Stored data =>
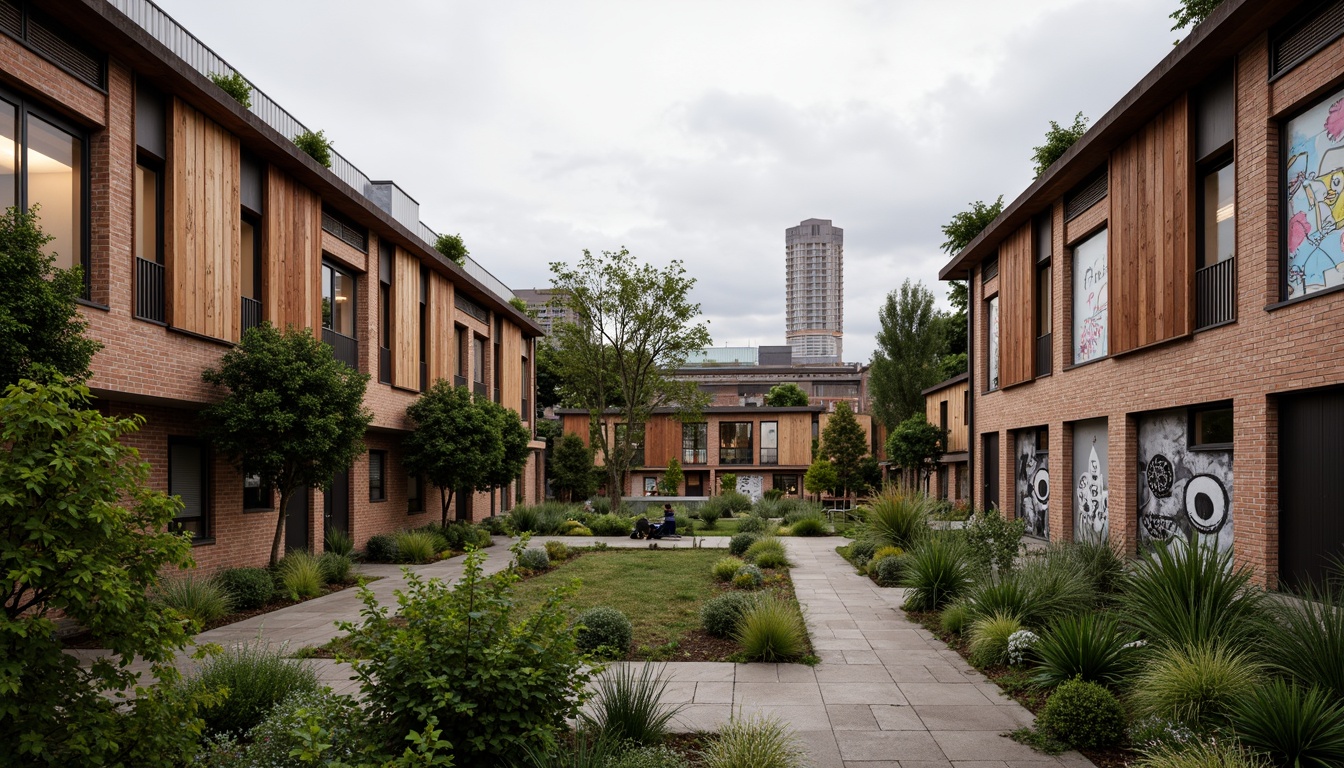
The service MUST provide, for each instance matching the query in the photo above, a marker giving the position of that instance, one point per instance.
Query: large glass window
(695, 443)
(1090, 323)
(735, 443)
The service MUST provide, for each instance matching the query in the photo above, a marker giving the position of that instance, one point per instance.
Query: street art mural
(1032, 484)
(1183, 495)
(1090, 299)
(1315, 183)
(1092, 519)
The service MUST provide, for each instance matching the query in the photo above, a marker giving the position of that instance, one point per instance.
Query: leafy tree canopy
(39, 322)
(786, 396)
(292, 414)
(1058, 140)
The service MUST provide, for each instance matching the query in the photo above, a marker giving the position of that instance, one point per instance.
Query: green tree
(906, 361)
(1058, 140)
(632, 326)
(84, 535)
(917, 445)
(671, 483)
(453, 441)
(821, 478)
(571, 470)
(292, 416)
(1192, 12)
(785, 396)
(39, 322)
(844, 444)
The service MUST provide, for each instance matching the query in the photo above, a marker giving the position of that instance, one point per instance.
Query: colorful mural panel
(1183, 495)
(1032, 483)
(1315, 210)
(1092, 518)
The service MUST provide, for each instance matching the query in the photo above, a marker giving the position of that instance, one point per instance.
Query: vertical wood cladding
(406, 320)
(1016, 308)
(202, 233)
(293, 253)
(1152, 254)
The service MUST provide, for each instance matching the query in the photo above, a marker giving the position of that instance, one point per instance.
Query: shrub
(610, 525)
(956, 616)
(739, 542)
(415, 546)
(381, 548)
(557, 550)
(1086, 646)
(772, 630)
(747, 577)
(1195, 686)
(1190, 595)
(300, 574)
(338, 541)
(1082, 714)
(989, 639)
(335, 566)
(719, 615)
(250, 588)
(629, 705)
(726, 568)
(604, 631)
(257, 677)
(758, 741)
(1292, 725)
(937, 572)
(496, 683)
(534, 560)
(196, 597)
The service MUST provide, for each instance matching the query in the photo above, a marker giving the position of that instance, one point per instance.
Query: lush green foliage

Work to do => Reproduce every line above as written, skipping pictures.

Answer to the exercise =>
The service MUST provide, for each instance matching the query in the photo above, a marker giving the position of that instance, one point per instance.
Query: large glass window
(695, 443)
(1090, 323)
(735, 443)
The service MUST provide, for each instance matching the query in the photo above, a marker giving the position of that instance, one point per instance.
Query: street art mural
(1032, 484)
(1183, 495)
(1090, 299)
(1315, 183)
(1092, 519)
The service MUST provide, for each instance matching the query in the photo above, a marker giving the position of that instance, one point per instance.
Query: leafy tree canopy
(39, 322)
(786, 396)
(292, 414)
(1058, 140)
The service MUST provide, for each instance matching the query in the photo above, a marker giving the position of that instance, one point per instance.
Query: green tree
(906, 361)
(1058, 140)
(632, 326)
(84, 535)
(917, 445)
(671, 483)
(453, 441)
(821, 478)
(571, 470)
(292, 416)
(1192, 12)
(785, 396)
(39, 322)
(844, 444)
The service MUST provide, for each instance matching the query in the photo above, a marker giving the position of that instance, one point per instance.
Query: colorful mural panel
(1183, 495)
(1032, 483)
(1315, 210)
(1092, 518)
The service MUST provide, for each instance matching the query in the photo above, a marker giving the position of that instance, one point per instance.
Query: vertical wood cladding
(406, 320)
(1016, 308)
(202, 233)
(293, 253)
(1152, 254)
The service MUST provide, for each instance matching the query in the photo above, a marker giving the position of that instance, one point per instance.
Query: shrub
(610, 525)
(956, 616)
(739, 542)
(415, 546)
(381, 548)
(557, 550)
(1086, 646)
(772, 630)
(747, 577)
(1195, 686)
(1190, 595)
(300, 574)
(338, 541)
(1082, 714)
(989, 639)
(335, 566)
(719, 615)
(250, 588)
(629, 705)
(726, 568)
(604, 631)
(257, 677)
(758, 741)
(1292, 725)
(937, 572)
(496, 683)
(534, 560)
(196, 597)
The service MUST provide, for each instance matching the query in the photo above, a marker giving the position of that instance, one point per instance.
Query: lush green foliage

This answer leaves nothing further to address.